▸ **Page excerpt**:

Re: Question about TASK_LOST statuses

David Greenberg Wed, 12 Jun 2013 16:41:01 -0700

Sure, sorry I didn't post the link--I'm on a restricted network at work
that blocks uploading sites. Here it is:
https://www.dropbox.com/s/bhapvvq6kznlgyz/master_and_slave_logs.tar.bz2


Currently, I'm trying to set up Hadoop and Spark on Mesos for ad-hoc data
analysis tasks. I also wrote a Clojure fluent library for working with
Mesos, which I intend to use to build a new scheduler for a specific
problem at work on our 700 machine cluster. Some of the Clojure work will
be open source (EPL) once I've written better documentation and actually
had an opportunity to test it.

Thanks!


On Wed, Jun 12, 2013 at 6:28 PM, Benjamin Mahler
<[email protected]>wrote:

> Can you link to the logs?
>
> Can you give us a little background about how you're using mesos? If you're
> using it for production jobs, I would recommend 0.12.0 once released as it
> has been vetted in production (at Twitter at least). We've also included
> instructions on how to upgrade from 0.11.0 to 0.12.0 on a running cluster.

▸ **Source material**:
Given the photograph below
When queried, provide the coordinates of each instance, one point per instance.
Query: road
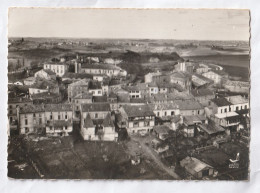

▸ **What to do**:
**A.** In the mailing-list reply, how many machines are in the cluster at work?
**B.** Reproduce the mailing-list reply from the words "Sure, sorry I" through the words "to test it.".

▸ **Solutions per task**:
**A.** 700 machines.

**B.**
Sure, sorry I didn't post the link--I'm on a restricted network at work
that blocks uploading sites. Here it is:
https://www.dropbox.com/s/bhapvvq6kznlgyz/master_and_slave_logs.tar.bz2


Currently, I'm trying to set up Hadoop and Spark on Mesos for ad-hoc data
analysis tasks. I also wrote a Clojure fluent library for working with
Mesos, which I intend to use to build a new scheduler for a specific
problem at work on our 700 machine cluster. Some of the Clojure work will
be open source (EPL) once I've written better documentation and actually
had an opportunity to test it.